[Directions] In the entries that follow, find the line containing "For every instance of the white fascia", then output exactly every line from the first through that one.

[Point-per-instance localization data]
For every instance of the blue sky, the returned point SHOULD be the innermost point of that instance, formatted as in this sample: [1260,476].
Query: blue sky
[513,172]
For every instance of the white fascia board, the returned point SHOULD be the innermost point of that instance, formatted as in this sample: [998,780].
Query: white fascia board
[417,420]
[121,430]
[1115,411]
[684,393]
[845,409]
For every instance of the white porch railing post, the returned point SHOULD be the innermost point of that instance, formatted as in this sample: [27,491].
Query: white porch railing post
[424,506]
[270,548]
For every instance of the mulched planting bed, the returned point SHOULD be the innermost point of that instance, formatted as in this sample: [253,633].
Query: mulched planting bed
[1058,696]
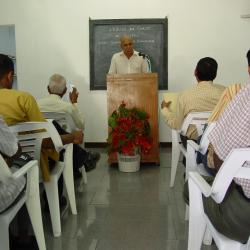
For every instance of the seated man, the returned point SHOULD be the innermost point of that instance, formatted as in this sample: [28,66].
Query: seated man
[231,217]
[226,97]
[18,106]
[57,88]
[203,97]
[11,190]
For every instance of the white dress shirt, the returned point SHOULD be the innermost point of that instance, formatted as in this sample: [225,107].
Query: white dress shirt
[55,103]
[120,64]
[8,141]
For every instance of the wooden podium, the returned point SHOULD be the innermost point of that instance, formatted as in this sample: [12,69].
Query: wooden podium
[141,91]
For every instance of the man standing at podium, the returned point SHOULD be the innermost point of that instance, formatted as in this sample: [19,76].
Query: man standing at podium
[128,61]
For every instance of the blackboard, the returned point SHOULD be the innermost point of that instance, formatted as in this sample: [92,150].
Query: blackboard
[150,37]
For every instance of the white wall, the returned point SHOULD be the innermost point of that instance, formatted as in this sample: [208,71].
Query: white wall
[53,36]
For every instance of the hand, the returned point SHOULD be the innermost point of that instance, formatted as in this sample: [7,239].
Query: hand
[78,137]
[73,96]
[165,104]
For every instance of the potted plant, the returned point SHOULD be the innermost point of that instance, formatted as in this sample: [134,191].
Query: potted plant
[129,136]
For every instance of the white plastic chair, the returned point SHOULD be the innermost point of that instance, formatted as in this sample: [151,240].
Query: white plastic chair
[30,197]
[31,143]
[199,223]
[66,122]
[199,119]
[193,148]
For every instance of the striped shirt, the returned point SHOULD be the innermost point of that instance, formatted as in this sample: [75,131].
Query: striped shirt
[203,97]
[225,99]
[233,131]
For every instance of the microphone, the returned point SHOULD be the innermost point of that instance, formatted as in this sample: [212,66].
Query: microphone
[143,55]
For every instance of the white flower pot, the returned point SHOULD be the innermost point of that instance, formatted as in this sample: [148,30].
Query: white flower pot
[129,163]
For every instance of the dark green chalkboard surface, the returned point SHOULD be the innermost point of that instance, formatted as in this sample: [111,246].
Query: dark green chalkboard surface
[150,37]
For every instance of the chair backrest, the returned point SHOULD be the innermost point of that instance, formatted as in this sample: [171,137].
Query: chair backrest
[231,168]
[199,119]
[31,134]
[64,120]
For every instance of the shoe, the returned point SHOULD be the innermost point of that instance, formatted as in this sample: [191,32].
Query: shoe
[90,165]
[77,175]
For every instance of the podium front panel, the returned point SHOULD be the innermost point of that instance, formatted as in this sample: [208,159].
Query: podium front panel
[141,91]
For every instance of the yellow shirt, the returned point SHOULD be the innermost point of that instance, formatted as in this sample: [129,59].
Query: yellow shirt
[203,97]
[18,106]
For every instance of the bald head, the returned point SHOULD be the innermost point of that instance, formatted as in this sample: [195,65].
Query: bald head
[57,85]
[127,45]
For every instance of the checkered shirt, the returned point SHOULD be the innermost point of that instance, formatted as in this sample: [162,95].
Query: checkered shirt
[233,131]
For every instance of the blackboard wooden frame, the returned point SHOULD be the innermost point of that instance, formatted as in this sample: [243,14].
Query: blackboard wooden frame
[97,84]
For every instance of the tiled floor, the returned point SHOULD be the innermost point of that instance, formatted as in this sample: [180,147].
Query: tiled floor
[126,211]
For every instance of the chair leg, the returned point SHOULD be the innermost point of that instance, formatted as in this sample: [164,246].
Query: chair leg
[51,189]
[34,209]
[4,236]
[174,163]
[69,179]
[187,212]
[197,223]
[84,175]
[207,239]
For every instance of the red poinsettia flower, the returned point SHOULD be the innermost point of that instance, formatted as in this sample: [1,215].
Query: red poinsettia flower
[129,131]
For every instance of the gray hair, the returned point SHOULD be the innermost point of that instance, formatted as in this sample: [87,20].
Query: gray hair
[57,84]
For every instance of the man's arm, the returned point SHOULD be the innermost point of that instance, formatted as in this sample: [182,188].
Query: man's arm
[74,111]
[174,120]
[74,137]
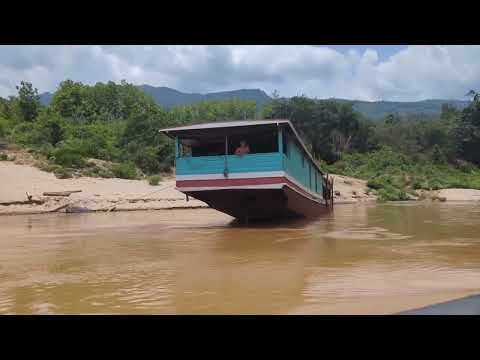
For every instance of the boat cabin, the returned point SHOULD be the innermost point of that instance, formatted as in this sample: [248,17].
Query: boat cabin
[244,155]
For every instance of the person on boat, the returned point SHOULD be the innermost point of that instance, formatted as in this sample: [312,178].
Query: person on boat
[243,148]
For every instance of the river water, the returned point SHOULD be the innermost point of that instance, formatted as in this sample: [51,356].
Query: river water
[361,259]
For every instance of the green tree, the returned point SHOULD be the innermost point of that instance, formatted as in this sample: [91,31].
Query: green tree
[28,101]
[467,132]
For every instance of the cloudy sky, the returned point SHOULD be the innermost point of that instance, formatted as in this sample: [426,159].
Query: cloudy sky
[403,73]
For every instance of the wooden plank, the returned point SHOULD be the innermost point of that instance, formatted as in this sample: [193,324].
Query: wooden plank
[60,193]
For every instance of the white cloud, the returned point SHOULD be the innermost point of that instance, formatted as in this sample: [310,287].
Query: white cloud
[413,73]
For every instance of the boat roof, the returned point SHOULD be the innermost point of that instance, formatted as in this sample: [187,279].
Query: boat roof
[172,132]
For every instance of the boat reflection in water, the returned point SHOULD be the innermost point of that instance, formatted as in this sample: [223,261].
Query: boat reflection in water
[251,170]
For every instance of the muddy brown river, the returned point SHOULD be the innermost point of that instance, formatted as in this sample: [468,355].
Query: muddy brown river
[361,259]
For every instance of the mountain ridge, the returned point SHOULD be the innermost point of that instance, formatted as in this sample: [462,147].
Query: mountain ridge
[168,98]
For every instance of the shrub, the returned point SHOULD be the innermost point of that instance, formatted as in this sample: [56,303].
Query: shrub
[390,193]
[125,171]
[154,180]
[49,167]
[62,173]
[68,157]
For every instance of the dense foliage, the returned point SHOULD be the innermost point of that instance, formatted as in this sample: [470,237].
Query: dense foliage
[119,123]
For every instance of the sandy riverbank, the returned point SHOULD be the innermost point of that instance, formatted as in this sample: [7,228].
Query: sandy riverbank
[18,179]
[97,194]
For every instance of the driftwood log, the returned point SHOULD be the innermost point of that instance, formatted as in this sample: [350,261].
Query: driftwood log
[26,202]
[60,193]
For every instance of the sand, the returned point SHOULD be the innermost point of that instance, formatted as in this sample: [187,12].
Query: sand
[16,179]
[459,194]
[97,193]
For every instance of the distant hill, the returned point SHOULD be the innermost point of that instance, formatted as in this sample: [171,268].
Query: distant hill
[168,97]
[378,109]
[45,98]
[375,110]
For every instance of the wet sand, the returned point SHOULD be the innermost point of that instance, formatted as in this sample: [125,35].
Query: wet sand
[97,194]
[115,194]
[361,259]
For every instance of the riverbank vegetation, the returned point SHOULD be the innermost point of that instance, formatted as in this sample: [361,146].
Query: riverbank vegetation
[111,130]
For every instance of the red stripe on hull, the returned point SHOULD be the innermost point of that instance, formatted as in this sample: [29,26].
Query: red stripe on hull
[240,182]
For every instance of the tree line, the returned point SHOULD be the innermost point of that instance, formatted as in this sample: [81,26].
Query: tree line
[119,123]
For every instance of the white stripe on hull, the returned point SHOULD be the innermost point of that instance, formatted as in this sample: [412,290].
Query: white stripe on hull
[240,187]
[248,175]
[243,176]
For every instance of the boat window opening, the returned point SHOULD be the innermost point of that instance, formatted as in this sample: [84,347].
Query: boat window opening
[285,145]
[265,141]
[258,143]
[185,151]
[310,174]
[197,147]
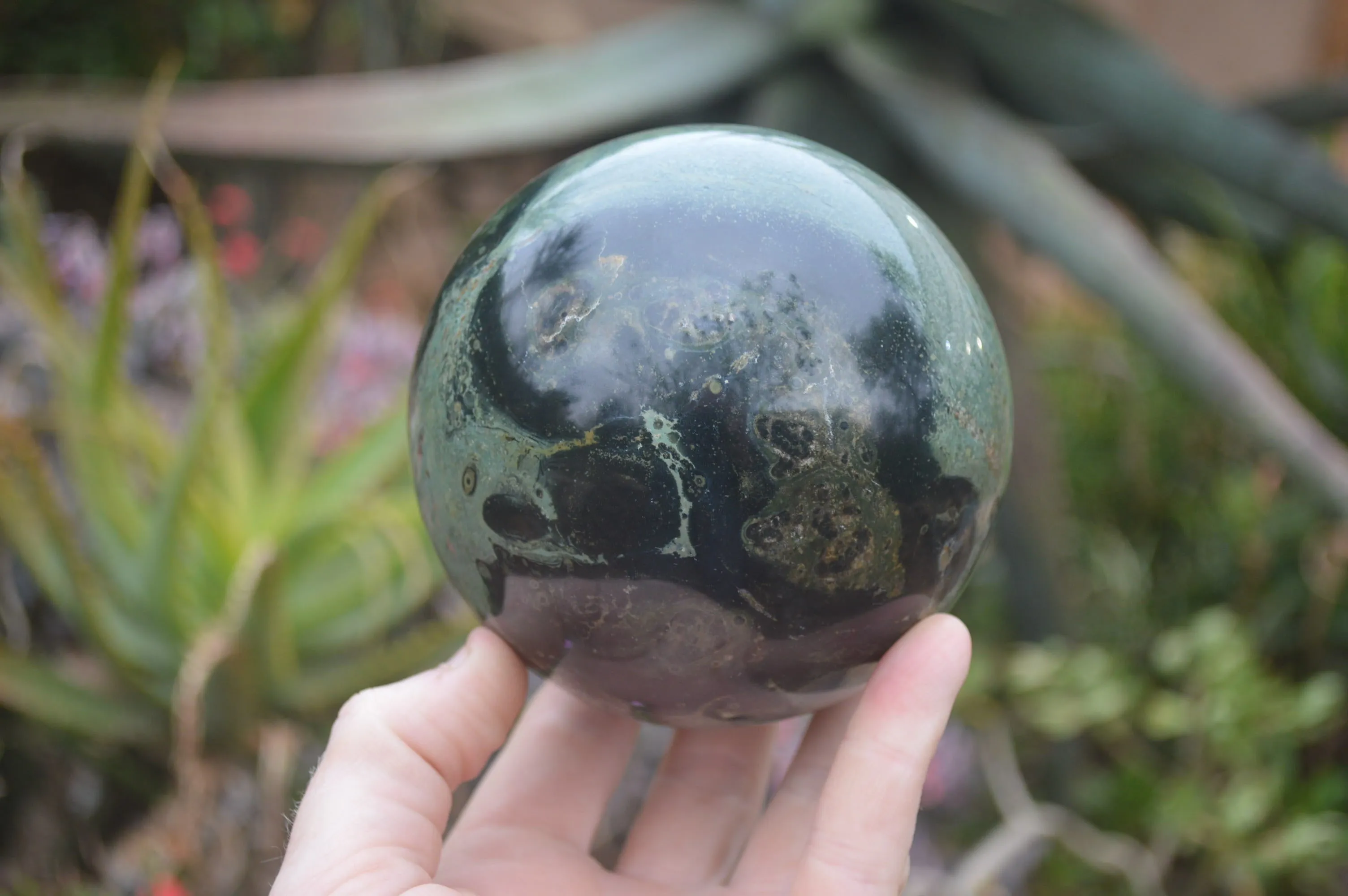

[Exercise response]
For every instance of the blue sky, the returned point SHOULD be the innermost point of that instance, formatted as in this sample: [1260,476].
Query: blue sky
[513,172]
For every instance of the white fascia board, the returned point SHOULD be the innermost point of that instance, formatted as in this sample: [998,780].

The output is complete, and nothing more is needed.